Segmentation labeling items
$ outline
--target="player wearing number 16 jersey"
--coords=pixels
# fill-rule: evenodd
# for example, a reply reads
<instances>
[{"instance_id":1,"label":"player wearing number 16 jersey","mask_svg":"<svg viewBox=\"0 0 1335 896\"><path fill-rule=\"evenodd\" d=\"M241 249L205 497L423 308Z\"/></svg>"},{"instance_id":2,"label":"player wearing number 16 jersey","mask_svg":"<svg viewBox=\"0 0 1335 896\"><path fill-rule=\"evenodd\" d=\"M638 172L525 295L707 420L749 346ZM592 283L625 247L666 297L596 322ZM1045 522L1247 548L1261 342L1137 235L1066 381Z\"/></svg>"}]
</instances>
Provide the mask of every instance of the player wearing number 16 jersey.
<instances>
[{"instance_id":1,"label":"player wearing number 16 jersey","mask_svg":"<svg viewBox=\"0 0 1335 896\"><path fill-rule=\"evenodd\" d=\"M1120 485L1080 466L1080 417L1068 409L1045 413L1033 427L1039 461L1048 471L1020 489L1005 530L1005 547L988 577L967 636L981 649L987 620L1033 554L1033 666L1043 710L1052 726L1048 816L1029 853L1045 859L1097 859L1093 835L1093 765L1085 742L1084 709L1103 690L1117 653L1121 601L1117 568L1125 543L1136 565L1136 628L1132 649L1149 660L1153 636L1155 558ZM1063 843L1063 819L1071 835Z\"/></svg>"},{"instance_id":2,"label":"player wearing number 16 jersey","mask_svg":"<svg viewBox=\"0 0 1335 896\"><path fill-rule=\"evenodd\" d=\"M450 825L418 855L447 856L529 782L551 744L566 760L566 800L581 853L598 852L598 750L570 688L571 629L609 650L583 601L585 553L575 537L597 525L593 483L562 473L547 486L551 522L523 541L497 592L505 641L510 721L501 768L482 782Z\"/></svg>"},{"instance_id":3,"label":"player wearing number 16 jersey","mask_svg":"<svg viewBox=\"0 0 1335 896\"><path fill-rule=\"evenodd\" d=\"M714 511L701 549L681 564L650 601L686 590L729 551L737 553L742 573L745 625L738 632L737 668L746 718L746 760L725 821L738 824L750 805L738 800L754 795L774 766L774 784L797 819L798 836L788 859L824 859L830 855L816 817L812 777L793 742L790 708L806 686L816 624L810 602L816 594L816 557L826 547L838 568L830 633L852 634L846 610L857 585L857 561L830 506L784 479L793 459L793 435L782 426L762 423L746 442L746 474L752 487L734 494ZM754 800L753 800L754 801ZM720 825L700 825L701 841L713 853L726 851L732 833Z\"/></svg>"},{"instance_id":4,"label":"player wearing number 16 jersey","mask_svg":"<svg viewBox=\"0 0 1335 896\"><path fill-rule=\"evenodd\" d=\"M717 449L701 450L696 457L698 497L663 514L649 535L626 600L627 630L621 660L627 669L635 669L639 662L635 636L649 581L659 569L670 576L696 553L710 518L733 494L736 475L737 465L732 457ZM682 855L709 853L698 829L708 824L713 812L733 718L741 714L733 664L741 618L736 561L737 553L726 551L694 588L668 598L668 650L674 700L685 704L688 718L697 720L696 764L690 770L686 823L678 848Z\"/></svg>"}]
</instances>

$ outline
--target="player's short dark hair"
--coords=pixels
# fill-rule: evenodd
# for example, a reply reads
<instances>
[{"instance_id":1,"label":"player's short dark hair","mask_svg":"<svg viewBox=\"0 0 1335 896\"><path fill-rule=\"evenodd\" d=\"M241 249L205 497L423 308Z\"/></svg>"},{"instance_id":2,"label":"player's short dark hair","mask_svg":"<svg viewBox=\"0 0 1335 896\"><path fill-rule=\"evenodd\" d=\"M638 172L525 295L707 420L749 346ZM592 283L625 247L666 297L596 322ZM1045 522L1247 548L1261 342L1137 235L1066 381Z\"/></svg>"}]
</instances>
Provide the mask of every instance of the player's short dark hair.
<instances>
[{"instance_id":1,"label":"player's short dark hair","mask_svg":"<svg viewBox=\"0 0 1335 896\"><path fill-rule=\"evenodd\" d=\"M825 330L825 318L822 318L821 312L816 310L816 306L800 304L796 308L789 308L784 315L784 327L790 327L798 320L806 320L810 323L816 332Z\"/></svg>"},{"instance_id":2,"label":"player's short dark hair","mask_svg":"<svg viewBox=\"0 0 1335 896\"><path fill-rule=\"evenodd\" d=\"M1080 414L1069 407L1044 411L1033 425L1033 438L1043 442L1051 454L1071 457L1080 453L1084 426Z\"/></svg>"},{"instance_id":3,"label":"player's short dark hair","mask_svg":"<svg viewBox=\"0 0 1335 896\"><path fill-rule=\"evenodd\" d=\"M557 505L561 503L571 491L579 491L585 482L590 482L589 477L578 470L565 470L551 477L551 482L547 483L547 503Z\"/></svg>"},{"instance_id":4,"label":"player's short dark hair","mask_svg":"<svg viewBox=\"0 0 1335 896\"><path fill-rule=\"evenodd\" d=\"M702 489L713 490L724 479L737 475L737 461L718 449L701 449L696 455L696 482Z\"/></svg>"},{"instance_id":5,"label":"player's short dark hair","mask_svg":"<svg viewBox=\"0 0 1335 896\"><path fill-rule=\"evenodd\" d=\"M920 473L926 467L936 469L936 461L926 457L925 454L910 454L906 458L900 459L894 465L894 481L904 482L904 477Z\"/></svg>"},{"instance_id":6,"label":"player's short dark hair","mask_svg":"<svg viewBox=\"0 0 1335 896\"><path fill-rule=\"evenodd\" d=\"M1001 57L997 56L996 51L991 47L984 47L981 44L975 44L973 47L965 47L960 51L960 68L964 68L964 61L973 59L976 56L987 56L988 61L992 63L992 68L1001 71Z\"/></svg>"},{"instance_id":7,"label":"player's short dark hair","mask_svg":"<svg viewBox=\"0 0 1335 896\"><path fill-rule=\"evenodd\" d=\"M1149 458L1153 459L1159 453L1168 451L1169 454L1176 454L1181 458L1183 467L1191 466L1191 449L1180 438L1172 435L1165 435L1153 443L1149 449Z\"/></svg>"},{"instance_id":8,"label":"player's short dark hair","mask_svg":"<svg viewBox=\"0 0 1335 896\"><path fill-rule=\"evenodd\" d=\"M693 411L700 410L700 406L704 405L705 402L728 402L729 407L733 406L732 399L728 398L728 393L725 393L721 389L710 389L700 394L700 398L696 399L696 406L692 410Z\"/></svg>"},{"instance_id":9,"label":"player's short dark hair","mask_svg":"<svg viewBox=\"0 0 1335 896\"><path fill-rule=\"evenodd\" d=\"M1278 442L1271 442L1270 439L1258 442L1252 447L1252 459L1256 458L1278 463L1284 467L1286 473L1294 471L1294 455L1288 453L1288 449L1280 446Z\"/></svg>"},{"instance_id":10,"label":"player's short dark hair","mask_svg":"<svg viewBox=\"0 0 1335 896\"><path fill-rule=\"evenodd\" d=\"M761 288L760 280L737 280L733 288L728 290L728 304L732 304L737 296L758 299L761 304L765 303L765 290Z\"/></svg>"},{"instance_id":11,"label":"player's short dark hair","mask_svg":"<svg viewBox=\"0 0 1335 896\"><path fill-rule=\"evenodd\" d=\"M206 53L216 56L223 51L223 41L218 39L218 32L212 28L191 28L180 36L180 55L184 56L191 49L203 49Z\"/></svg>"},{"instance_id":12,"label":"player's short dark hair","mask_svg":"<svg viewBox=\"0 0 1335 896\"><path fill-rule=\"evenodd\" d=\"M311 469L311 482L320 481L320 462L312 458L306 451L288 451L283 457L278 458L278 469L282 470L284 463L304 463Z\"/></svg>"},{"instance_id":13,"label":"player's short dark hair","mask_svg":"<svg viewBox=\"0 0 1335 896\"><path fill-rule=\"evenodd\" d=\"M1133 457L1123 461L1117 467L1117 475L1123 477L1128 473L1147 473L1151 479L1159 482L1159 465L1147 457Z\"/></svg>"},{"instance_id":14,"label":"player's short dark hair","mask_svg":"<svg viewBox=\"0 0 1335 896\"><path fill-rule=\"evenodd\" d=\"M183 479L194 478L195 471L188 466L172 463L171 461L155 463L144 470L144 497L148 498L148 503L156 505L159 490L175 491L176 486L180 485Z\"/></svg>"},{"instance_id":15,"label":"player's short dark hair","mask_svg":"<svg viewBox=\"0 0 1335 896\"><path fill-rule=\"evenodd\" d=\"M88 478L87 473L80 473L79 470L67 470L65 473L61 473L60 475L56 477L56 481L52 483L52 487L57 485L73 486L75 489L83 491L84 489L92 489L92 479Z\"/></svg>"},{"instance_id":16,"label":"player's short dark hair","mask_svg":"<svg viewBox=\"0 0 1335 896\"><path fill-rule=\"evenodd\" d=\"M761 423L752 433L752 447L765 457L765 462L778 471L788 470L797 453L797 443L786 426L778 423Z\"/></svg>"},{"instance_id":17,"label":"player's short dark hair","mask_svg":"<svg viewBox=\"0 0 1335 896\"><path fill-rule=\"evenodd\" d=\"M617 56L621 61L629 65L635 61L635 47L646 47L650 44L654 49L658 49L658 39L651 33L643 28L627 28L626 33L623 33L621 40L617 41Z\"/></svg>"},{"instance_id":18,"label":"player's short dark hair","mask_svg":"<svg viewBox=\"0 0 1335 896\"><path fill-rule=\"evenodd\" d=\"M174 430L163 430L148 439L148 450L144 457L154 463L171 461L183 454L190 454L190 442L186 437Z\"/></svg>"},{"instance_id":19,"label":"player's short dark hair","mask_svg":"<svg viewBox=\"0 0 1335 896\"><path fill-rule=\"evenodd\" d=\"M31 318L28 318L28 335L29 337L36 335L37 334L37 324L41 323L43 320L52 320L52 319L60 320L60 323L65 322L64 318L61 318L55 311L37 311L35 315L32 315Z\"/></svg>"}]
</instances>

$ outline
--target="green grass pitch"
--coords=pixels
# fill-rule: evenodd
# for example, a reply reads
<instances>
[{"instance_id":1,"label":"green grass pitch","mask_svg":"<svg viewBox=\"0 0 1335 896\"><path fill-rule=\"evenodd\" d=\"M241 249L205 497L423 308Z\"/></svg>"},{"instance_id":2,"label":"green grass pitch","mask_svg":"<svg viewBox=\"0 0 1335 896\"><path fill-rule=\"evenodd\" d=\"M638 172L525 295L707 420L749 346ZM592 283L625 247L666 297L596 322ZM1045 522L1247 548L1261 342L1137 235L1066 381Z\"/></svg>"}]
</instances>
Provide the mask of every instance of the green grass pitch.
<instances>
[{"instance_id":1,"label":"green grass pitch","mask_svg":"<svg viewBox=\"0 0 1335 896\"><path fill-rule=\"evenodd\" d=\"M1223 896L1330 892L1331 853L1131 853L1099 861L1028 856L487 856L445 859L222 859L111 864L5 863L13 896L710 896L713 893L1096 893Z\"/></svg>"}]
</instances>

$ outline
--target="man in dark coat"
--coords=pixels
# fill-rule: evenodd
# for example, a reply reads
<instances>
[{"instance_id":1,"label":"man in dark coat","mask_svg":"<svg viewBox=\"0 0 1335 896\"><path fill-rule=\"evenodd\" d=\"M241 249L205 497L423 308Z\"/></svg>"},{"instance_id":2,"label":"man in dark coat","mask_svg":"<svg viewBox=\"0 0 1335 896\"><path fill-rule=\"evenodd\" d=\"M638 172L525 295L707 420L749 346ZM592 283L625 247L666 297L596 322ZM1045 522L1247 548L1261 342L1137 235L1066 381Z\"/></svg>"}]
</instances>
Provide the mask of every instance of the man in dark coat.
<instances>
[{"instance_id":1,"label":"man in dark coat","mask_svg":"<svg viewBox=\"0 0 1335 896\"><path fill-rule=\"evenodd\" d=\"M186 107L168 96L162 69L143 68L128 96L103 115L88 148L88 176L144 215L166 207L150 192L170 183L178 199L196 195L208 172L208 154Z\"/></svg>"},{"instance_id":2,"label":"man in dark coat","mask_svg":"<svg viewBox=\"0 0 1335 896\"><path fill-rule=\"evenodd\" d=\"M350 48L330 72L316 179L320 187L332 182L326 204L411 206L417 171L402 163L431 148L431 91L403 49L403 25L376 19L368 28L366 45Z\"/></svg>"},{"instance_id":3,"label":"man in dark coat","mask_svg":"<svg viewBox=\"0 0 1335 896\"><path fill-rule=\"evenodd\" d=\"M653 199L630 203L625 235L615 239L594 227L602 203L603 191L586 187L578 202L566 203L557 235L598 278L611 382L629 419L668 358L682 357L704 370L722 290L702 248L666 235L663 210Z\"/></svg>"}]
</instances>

- _INSTRUCTIONS TO FOLLOW_
Extract each line of the material that contains the word "Provide".

- _TASK OUTPUT_
Provide the mask of every instance of the player wearing number 16 jersey.
Provide the mask of every instance of the player's short dark hair.
Provide the mask of every instance of the green grass pitch.
Provide the mask of every instance of the man in dark coat.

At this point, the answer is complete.